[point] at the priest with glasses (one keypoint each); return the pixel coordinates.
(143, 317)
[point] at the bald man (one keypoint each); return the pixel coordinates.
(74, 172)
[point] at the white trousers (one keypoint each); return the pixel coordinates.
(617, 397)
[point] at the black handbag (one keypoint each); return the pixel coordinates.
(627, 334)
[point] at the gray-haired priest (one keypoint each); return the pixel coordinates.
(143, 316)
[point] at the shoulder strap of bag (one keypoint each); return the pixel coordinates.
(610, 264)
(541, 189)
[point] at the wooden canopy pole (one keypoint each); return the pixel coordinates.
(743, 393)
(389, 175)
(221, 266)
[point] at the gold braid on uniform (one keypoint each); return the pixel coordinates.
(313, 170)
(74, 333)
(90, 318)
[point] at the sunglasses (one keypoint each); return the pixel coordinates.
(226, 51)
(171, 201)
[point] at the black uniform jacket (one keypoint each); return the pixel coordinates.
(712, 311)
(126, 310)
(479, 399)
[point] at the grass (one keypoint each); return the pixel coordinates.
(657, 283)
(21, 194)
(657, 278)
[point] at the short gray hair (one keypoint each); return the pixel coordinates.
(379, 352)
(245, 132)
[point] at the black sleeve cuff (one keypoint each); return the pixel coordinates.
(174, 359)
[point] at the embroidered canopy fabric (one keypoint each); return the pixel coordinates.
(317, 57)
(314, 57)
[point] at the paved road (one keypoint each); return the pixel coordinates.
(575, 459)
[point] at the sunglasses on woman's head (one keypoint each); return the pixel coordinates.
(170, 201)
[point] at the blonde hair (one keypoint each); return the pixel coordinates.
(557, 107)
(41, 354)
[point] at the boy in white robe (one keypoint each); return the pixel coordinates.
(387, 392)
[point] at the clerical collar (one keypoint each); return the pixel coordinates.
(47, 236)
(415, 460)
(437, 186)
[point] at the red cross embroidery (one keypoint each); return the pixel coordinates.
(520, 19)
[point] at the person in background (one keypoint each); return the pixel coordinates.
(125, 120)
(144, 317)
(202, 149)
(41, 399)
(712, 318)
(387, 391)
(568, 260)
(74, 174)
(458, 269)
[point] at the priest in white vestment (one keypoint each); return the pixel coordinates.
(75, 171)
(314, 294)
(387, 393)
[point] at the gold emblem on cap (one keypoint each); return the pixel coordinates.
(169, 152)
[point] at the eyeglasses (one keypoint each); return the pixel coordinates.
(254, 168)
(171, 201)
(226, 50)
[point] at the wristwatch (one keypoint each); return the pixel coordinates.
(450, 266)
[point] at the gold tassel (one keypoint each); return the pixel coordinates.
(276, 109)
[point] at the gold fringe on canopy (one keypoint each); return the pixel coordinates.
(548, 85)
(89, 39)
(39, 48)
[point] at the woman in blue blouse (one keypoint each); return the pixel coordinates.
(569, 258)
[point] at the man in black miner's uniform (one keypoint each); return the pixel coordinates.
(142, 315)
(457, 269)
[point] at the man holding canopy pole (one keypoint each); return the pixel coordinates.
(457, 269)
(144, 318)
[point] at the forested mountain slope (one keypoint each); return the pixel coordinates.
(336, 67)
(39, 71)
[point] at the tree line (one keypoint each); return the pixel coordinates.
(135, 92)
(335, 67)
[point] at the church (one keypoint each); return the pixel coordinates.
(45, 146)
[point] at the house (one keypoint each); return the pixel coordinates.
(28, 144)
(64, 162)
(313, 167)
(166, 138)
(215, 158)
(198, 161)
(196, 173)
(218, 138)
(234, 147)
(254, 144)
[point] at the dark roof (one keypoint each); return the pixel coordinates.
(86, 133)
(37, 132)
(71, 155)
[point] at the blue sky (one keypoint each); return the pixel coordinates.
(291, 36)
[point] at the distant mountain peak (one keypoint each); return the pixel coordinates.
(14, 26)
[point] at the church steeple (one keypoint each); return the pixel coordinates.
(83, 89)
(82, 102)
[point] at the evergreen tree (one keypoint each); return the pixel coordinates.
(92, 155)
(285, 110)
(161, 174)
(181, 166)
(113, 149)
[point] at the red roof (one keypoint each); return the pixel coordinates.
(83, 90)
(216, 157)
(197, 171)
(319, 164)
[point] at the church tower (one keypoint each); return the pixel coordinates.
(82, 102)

============

• _TASK DESCRIPTION_
Repeat the data verbatim, line after line, leaving nothing out.

• _OUTPUT BELOW_
[point] at the priest with glasses (one keypoint each); return the pixel coordinates.
(143, 317)
[point] at the bald man (one keypoint each); return the pixel coordinates.
(74, 172)
[point] at the white trousers (one keypoint each); return the pixel coordinates.
(617, 397)
[point] at the black handbag (one keypoint each); return the pixel coordinates.
(627, 334)
[point] at the gray-haired priest (one keypoint each); return the pixel coordinates.
(143, 316)
[point] at the shoulder strap of bag (one keypoint each); return the pixel coordinates.
(610, 264)
(541, 189)
[point] at the wooden canopy pole (one keypoint each); return the pixel coordinates.
(743, 393)
(389, 175)
(221, 266)
[point] at the gold braid on uniform (one keypoint each); return the pixel coordinates.
(313, 170)
(74, 333)
(90, 318)
[point] at the sunglasses (one keypoint each); return the pixel coordinates.
(226, 51)
(171, 201)
[point] at the black uniform jacket (one keypoint each); return the pixel coordinates.
(712, 311)
(126, 310)
(479, 399)
[point] at the grass (one keypoint each); return the pixel coordinates.
(657, 283)
(21, 194)
(657, 278)
[point] at the short gray hair (one keypoint each); return the pixel coordinates.
(379, 352)
(245, 132)
[point] at the black sleeve cuff (one keypoint each); return the pixel coordinates.
(174, 359)
[point] at the embroidered canopy fabric (one keypoint each); return the pixel coordinates.
(317, 57)
(314, 57)
[point] at the paved road (one keypoint each); return the pixel coordinates.
(575, 459)
[point] at the sunglasses on woman's head (one keypoint each); return the pixel coordinates.
(170, 201)
[point] at the blonde hair (one keypoint each); return the pixel coordinates.
(557, 107)
(41, 354)
[point] at the boy in white robe (one keypoint each); return the pixel coordinates.
(387, 392)
[point] at the clerical collar (one keypoint each); return the pixel coordinates.
(47, 236)
(415, 460)
(437, 186)
[point] at the red cross embroidery (one keypoint each); return the pixel coordinates.
(520, 19)
[point] at the person in background (one keypoint each); return the pixel coordinates.
(125, 120)
(144, 317)
(202, 149)
(41, 399)
(712, 318)
(387, 391)
(568, 260)
(74, 174)
(458, 269)
[point] at the priest in white vestment (one keypoint each); return the pixel coordinates.
(75, 171)
(314, 294)
(387, 393)
[point] at the gold emblem on cap (one keypoint each); return the pixel coordinates.
(169, 152)
[point] at the eyeglasses (one keypoint each); return the pixel coordinates.
(254, 168)
(171, 201)
(226, 50)
[point] at the wristwatch (one keypoint each); return the pixel coordinates.
(450, 266)
[point] at the gold tassel (one keypoint each); return the pixel coordinates.
(276, 109)
[point] at the gold fringe on canopy (one keypoint each); return the pixel coordinates.
(548, 85)
(89, 39)
(39, 48)
[point] at the woman in blue blouse (one keypoint each); return the pixel coordinates.
(569, 258)
[point] at the man in black miner's uniform (one keypoint each); return the pixel coordinates.
(142, 315)
(457, 269)
[point] at the man holding canopy pole (one keypoint each); return the pixel coordinates.
(457, 269)
(144, 318)
[point] at the forested mountain slope (one keypoint each); return the pixel coordinates.
(336, 67)
(39, 71)
[point] at the tree line (one keypoint each); return the pixel coordinates.
(135, 92)
(335, 67)
[point] at the church (one keypoint each); return the pixel coordinates.
(45, 146)
[point] at the house (one keypoint each); return the pixel coordinates.
(28, 144)
(64, 162)
(313, 167)
(166, 138)
(215, 158)
(198, 161)
(196, 173)
(218, 138)
(234, 147)
(254, 144)
[point] at the dark roof (one keypoint each); return the pixel coordinates.
(86, 133)
(37, 132)
(71, 155)
[point] at the blue sky (one keypoint each); return the pixel coordinates.
(291, 36)
[point] at the distant mountain peak (one keypoint each); return the pixel coordinates.
(14, 26)
[point] at the church steeple (one keypoint each); return the pixel coordinates.
(83, 89)
(82, 102)
[point] at the evergreen tree (one keypoint each); return the pixel coordinates.
(92, 155)
(285, 110)
(161, 174)
(181, 166)
(113, 149)
[point] at the red roof (one keypoint each); return the pixel coordinates.
(83, 90)
(216, 157)
(197, 171)
(319, 164)
[point] at the church tower (one keypoint each); return the pixel coordinates.
(82, 102)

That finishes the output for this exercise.